= Action item =
What you return should be every record, retyped without a single change.

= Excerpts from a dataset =
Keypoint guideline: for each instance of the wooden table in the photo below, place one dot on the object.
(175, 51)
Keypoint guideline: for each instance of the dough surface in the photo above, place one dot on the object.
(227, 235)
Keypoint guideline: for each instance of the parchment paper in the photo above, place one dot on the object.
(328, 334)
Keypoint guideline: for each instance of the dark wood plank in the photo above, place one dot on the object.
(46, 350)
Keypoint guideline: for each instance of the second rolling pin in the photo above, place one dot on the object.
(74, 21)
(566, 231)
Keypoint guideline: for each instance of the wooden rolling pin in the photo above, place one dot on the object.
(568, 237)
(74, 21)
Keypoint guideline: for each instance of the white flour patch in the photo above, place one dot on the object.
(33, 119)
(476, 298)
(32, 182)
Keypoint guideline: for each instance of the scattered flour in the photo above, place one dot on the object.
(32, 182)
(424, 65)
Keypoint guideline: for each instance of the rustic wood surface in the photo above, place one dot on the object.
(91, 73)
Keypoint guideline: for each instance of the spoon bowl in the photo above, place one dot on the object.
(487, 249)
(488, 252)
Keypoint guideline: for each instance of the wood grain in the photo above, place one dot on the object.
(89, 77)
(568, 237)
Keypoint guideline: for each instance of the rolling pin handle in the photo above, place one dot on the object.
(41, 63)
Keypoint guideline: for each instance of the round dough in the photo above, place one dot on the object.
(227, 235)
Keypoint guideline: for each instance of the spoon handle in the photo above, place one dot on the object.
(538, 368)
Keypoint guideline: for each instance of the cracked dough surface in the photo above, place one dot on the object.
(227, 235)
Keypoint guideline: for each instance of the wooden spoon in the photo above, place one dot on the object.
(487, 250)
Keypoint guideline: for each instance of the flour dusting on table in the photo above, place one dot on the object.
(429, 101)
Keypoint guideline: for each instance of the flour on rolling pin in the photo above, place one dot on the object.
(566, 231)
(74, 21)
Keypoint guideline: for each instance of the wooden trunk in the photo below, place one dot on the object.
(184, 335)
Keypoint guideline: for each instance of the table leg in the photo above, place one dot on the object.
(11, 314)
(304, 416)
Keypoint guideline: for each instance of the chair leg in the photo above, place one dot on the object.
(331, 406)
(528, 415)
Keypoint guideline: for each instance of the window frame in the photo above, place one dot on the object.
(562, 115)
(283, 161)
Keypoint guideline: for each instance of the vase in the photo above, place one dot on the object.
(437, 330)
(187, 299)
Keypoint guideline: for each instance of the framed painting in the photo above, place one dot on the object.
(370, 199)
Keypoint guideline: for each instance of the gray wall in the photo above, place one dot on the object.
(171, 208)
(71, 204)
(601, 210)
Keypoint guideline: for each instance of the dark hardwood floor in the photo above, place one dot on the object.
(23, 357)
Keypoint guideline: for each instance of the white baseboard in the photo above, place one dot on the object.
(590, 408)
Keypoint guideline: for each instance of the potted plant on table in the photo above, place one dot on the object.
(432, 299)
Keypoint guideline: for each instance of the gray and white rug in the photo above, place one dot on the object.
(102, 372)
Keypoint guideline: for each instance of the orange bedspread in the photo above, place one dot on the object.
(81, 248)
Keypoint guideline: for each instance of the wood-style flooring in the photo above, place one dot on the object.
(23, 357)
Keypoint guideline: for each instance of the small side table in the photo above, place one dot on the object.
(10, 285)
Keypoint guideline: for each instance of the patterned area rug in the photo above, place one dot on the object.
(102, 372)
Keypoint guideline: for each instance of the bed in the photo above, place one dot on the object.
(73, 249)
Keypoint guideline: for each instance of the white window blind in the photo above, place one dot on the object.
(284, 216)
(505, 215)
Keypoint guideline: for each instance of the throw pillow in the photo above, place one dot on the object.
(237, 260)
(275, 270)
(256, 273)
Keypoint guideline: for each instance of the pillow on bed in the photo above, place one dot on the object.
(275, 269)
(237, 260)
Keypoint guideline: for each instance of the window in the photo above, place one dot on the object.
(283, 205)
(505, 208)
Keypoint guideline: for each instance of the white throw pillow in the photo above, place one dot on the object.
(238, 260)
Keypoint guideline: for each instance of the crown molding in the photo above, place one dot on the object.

= Answer to the problem =
Keypoint guideline: for each instance of the wooden table in the photo below, place one dot on the object.
(175, 51)
Keypoint guideline: for each instance of the dough surface in the photo above, place one dot on the object.
(227, 235)
Keypoint guideline: for each instance of the parchment paper in the photo above, place one dot on the object.
(328, 334)
Keypoint guideline: for each instance of the dark wood plank in the photo above, place one dot on the object.
(46, 350)
Keypoint guideline: for each instance of the second rolling pin in the photo above, place one dot on the object.
(74, 21)
(566, 231)
Keypoint guideline: for each instance of the wooden rolling pin in the photo above, place one dot on the object.
(568, 237)
(74, 21)
Keypoint guideline: for each instance of the white flour patch in the photo above, place one dot on the object.
(33, 119)
(476, 298)
(32, 182)
Keypoint guideline: for each instance of the scattered flour in the photo above, place one dot on the object.
(32, 182)
(424, 65)
Keypoint guideline: for each instance of the rustic wood surface in the photo above, place one dot on the object.
(91, 73)
Keypoint guideline: for each instance of the spoon bowl in the photo above, place one dot on the object.
(487, 249)
(488, 252)
Keypoint guideline: for each instance of the wood grain in the photo above, place one dot on the object.
(89, 77)
(568, 237)
Keypoint guideline: for each instance of the rolling pin handle in the photo above, place one dot on the object.
(41, 63)
Keypoint guideline: for each instance of the round dough in the photo above, place one dot on the object.
(227, 235)
Keypoint guideline: for each instance of the spoon handle in the photo above, place one dot on the object.
(538, 368)
Keypoint guideline: for each instance of the cracked dough surface in the photo above, place one dot on the object.
(227, 235)
Keypoint guideline: for each instance of the wooden spoon in the photo above, place one dot on the object.
(487, 250)
Keypoint guideline: for each instance of the flour dusting on table in the photo above, place one dot on the object.
(429, 101)
Keypoint guideline: for each instance of the flour on rolling pin in the photo above, place one dot on the object.
(566, 231)
(74, 21)
Keypoint guideline: for each instance of the wooden trunk in the photo below, place one dot on the object.
(184, 335)
Keypoint guideline: for each instance of the table leg in the photo above, place one dot on the object.
(11, 314)
(304, 416)
Keypoint guideline: for each instance of the chair leg in the photo above, place one dot on the object.
(331, 406)
(528, 415)
Keypoint guideline: for each instance of the window frame in the photo above, place one dot on the object.
(562, 115)
(283, 161)
Keypoint guideline: for each instance of the vase in the photo above, place one dot on the object.
(437, 330)
(187, 299)
Keypoint guideline: for each instance of the framed painting in the photo above, place one dot on the object.
(370, 199)
Keypoint guideline: for each instance of the gray wall in the photo above, place one dot on the object.
(171, 208)
(71, 204)
(601, 210)
Keypoint guideline: for each instance of the dark hardwood floor in the photo above, place one dot on the object.
(23, 357)
Keypoint guideline: for each instance of the white baseboard in the photo above, place one dot on the object.
(590, 408)
Keypoint guideline: for each instance of the potted plant on table in the photo above, place one dot on the object.
(432, 299)
Keypoint guideline: for each instance of the gray and white rug in the photo above, place one dot on the object.
(102, 372)
Keypoint guideline: for each instance of the orange bedspread in the photo above, place one dot on the object.
(81, 248)
Keypoint guideline: for each instance of the wood-style flooring in the photo above, place one dot on the object.
(23, 357)
Keypoint guideline: for each instance of the small side table in the photo above, place one dot on the object.
(10, 285)
Keypoint guideline: for each instance of the patterned area rug in the photo above, place one dot on the object.
(102, 372)
Keypoint guideline: for each instance of the bed in the photo above, place one dot on the object.
(73, 249)
Keypoint guideline: for each instance of the white window blind in the photo above, place one dot on the object.
(284, 216)
(505, 215)
Keypoint guideline: for each instance of the throw pillow in the photo above, place one dot on the object.
(237, 260)
(275, 270)
(256, 273)
Keypoint guideline: for each instance of the pillow on bed in the photo above, place one dot on the object.
(275, 269)
(237, 260)
Keypoint guideline: for each instance of the window in the photo above, place one dot on the object.
(283, 205)
(505, 208)
Keypoint guideline: for each instance of the white throw pillow in the photo above, place one dot on the object.
(238, 260)
Keypoint guideline: for each instance of the crown molding in the photo above, place one dot on the object.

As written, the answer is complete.